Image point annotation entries
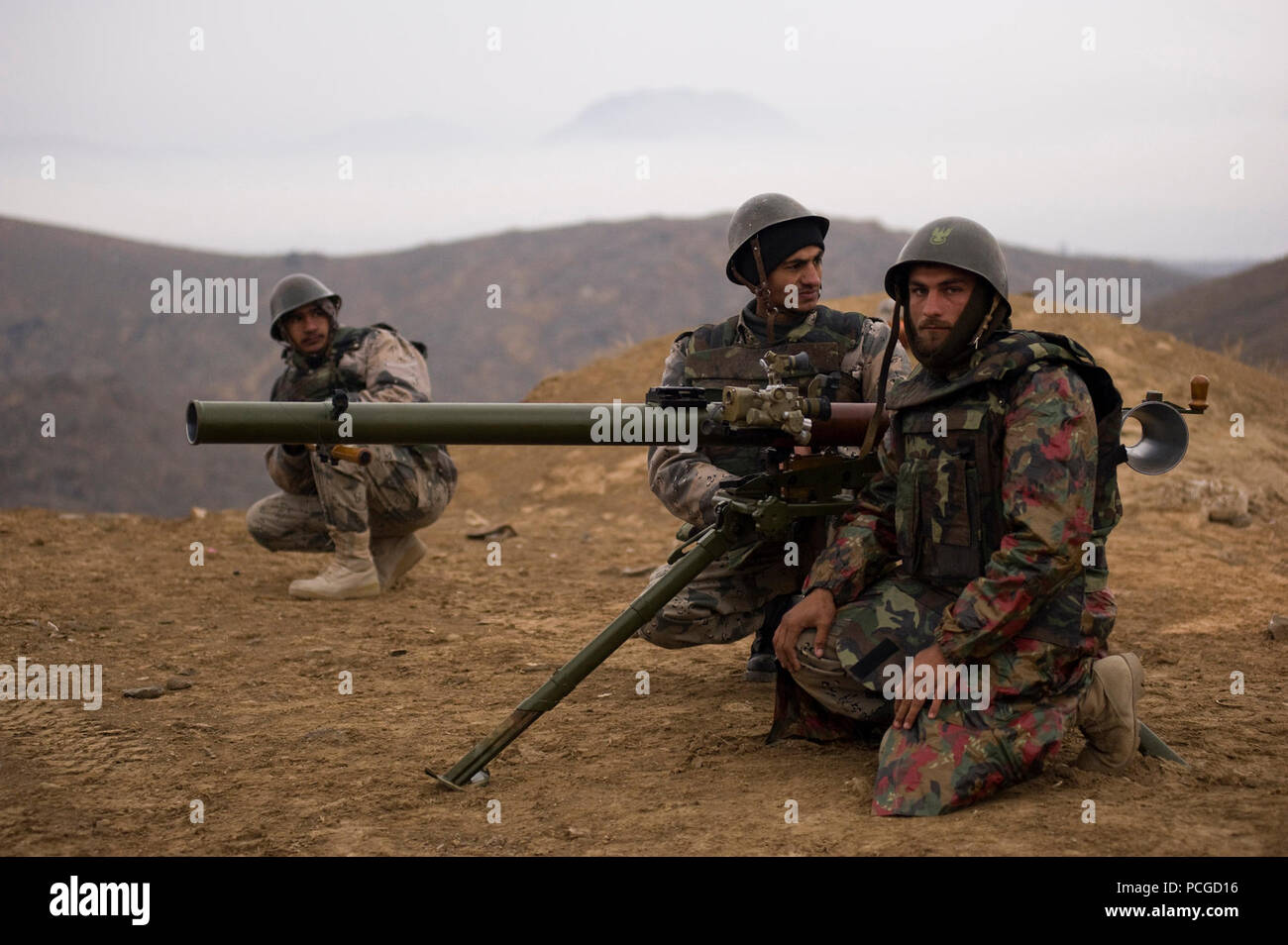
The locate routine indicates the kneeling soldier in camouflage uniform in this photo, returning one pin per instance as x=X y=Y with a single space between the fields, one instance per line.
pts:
x=777 y=252
x=980 y=542
x=366 y=514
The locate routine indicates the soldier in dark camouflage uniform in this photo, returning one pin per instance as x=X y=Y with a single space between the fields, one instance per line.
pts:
x=777 y=252
x=980 y=542
x=366 y=514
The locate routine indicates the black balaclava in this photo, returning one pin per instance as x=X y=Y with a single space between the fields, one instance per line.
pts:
x=777 y=244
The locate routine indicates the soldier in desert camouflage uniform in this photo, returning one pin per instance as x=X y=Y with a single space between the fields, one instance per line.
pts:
x=980 y=541
x=366 y=514
x=776 y=252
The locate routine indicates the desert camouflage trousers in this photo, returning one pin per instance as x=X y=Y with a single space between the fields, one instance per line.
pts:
x=398 y=492
x=964 y=755
x=726 y=601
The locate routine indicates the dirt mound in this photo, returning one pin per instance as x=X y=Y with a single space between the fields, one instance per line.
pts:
x=282 y=763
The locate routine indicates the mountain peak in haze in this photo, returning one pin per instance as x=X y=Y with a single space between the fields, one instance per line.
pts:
x=674 y=114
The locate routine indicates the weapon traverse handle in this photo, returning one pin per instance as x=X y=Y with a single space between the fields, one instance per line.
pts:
x=359 y=455
x=707 y=549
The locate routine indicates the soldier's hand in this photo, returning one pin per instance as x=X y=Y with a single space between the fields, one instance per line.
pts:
x=816 y=610
x=906 y=709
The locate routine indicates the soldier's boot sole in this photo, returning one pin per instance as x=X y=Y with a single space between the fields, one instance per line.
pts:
x=761 y=669
x=339 y=582
x=395 y=557
x=1108 y=713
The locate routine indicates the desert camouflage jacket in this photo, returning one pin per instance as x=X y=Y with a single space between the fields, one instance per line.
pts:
x=728 y=353
x=991 y=492
x=372 y=364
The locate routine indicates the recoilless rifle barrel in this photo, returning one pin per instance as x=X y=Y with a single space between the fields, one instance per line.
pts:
x=750 y=510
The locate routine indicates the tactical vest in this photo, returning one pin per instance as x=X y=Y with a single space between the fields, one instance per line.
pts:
x=948 y=507
x=313 y=378
x=715 y=360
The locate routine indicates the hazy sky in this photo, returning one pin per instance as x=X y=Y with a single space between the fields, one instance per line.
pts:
x=1099 y=127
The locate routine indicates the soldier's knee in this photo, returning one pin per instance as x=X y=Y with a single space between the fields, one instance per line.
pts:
x=259 y=525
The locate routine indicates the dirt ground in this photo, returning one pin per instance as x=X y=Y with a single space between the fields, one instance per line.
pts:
x=284 y=764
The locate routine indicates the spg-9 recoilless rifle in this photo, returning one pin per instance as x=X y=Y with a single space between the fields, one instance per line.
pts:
x=780 y=419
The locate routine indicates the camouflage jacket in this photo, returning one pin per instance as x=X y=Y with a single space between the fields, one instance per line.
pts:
x=728 y=353
x=372 y=364
x=997 y=489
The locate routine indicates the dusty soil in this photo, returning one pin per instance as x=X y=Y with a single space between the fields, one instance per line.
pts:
x=283 y=764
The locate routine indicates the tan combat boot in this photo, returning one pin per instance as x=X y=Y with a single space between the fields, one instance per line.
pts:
x=351 y=574
x=1107 y=713
x=395 y=557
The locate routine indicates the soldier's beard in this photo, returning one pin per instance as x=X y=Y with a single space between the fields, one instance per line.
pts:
x=954 y=347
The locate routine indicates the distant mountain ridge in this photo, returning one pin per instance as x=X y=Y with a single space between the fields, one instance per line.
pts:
x=1245 y=312
x=81 y=342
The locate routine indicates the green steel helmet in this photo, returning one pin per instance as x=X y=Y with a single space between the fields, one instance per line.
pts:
x=951 y=241
x=965 y=245
x=759 y=214
x=290 y=293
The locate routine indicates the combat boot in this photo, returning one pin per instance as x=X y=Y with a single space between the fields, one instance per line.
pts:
x=1107 y=713
x=394 y=557
x=763 y=665
x=351 y=574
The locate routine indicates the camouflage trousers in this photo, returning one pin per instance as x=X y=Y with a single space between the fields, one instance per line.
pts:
x=964 y=755
x=398 y=492
x=726 y=601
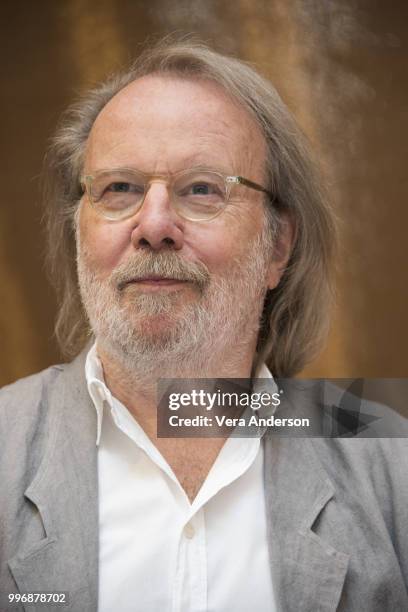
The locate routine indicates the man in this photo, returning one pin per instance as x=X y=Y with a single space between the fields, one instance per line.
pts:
x=184 y=194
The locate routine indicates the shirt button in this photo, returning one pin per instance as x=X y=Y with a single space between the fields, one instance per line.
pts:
x=189 y=531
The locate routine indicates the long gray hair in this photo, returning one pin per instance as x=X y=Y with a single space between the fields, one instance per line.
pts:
x=295 y=316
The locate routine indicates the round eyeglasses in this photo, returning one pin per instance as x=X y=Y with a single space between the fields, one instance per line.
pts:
x=196 y=194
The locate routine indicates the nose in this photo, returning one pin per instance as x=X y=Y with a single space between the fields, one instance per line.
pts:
x=157 y=225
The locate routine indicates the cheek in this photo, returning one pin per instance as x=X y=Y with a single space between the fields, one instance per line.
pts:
x=218 y=245
x=104 y=243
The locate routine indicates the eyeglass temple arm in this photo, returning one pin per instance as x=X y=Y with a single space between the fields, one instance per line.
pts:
x=252 y=185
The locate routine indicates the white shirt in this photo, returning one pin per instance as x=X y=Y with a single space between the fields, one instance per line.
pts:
x=158 y=551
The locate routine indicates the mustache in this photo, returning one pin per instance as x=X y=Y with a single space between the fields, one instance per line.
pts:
x=168 y=264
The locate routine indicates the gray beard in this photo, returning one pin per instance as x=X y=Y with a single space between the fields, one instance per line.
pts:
x=156 y=335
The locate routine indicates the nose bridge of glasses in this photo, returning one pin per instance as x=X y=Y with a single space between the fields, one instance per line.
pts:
x=160 y=179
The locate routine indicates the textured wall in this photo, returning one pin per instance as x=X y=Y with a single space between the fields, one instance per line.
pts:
x=341 y=66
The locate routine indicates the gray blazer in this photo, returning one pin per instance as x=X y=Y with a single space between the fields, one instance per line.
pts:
x=337 y=509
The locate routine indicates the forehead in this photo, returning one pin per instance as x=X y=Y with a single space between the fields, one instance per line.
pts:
x=167 y=123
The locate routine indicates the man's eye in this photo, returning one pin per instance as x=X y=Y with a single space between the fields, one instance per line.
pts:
x=202 y=189
x=123 y=187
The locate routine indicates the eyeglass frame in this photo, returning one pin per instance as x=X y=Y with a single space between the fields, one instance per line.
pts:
x=229 y=180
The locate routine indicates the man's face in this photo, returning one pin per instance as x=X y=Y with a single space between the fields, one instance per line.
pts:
x=153 y=280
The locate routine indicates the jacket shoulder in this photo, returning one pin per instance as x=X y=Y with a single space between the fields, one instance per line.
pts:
x=22 y=397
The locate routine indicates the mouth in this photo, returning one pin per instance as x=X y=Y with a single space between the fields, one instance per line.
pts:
x=155 y=283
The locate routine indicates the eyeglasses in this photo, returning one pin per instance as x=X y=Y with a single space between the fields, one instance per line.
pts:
x=196 y=194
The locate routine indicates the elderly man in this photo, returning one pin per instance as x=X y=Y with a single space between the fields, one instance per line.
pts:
x=188 y=239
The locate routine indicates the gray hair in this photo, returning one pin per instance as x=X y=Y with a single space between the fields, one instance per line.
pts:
x=295 y=315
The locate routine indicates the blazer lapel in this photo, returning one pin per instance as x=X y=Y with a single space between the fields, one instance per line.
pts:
x=308 y=573
x=64 y=490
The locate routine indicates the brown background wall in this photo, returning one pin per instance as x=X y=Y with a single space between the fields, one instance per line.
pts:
x=341 y=65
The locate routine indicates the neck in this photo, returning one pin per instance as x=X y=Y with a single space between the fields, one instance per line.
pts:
x=136 y=387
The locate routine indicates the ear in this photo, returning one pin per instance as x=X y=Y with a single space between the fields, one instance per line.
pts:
x=282 y=250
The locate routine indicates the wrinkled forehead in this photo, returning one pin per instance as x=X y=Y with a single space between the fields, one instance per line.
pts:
x=168 y=123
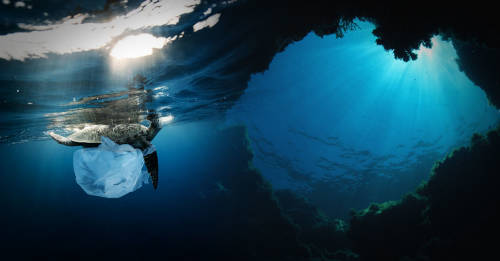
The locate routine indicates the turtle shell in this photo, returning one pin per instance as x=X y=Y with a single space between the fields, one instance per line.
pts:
x=120 y=134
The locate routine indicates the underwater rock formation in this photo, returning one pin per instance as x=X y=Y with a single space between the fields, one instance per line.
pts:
x=452 y=216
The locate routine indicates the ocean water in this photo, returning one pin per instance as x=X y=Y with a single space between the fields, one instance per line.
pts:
x=337 y=122
x=342 y=119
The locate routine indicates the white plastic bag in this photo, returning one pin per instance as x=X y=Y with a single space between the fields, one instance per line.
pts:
x=110 y=170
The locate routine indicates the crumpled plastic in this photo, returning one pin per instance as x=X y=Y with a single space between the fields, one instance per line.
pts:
x=110 y=170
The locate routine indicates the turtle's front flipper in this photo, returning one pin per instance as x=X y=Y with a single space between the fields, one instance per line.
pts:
x=62 y=140
x=151 y=161
x=155 y=126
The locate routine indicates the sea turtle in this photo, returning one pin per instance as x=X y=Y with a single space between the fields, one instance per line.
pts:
x=136 y=135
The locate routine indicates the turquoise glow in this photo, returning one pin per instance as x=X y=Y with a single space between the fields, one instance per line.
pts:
x=344 y=110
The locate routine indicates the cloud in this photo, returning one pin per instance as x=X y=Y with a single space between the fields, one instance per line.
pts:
x=72 y=34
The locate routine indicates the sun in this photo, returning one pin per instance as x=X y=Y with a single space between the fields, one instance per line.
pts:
x=135 y=46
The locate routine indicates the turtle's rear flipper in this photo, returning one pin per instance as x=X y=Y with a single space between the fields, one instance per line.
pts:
x=62 y=140
x=151 y=161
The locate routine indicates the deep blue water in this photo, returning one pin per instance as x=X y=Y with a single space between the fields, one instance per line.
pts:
x=337 y=121
x=342 y=120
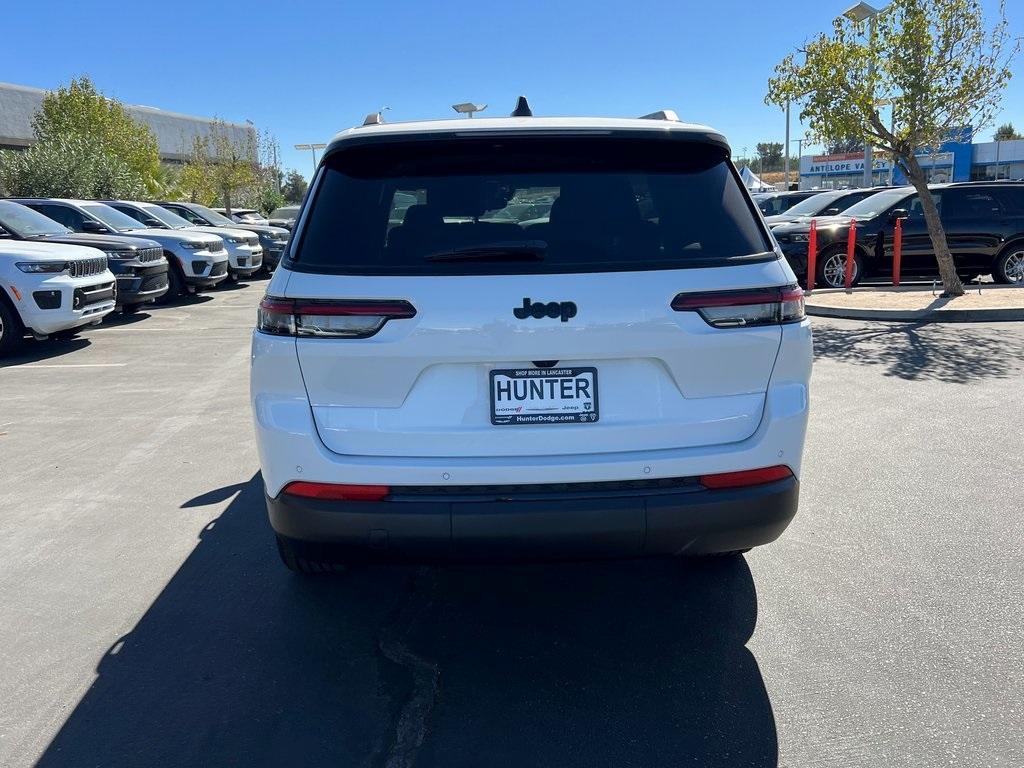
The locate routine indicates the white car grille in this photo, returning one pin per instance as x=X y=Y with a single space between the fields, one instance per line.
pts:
x=86 y=267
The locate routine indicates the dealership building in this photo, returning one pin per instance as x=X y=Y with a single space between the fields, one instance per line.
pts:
x=18 y=103
x=958 y=160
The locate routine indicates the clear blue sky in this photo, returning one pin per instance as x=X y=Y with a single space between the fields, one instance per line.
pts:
x=306 y=70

#### What is being asked:
Reproduce the lines of the material above verbatim, starting at the line containing "The locate routine indicates the deep" and continuing through the line containing "x=958 y=160", both lines included. Omit any pictures from your output.

#### Answer to this exercise:
The locate routine indicates the deep blue water in this photo, returning one pin per instance as x=X y=Y with a single space between the fields, one instance per line.
pts:
x=337 y=121
x=342 y=120
The locate routine indicates the white car grille in this photo, returning one pin per instance as x=X y=Y with a single space between the fields, one instance per line.
pts:
x=86 y=267
The locate routine indicates the dealership building in this photo, returning one pin per instance as x=X y=Y with a single space between the fields, one instance per line.
pts:
x=18 y=103
x=958 y=160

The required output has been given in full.